## [Data extract]
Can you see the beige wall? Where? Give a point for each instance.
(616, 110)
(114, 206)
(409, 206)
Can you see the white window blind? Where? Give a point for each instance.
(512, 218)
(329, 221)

## [Exercise directions]
For this exercise, all the data must be repeated exactly.

## [Solution for this task]
Can you see the beige wall? Where? Give a point for each instance.
(616, 110)
(114, 206)
(409, 206)
Can you see the white window blind? Where? Give a point for each instance.
(512, 218)
(329, 221)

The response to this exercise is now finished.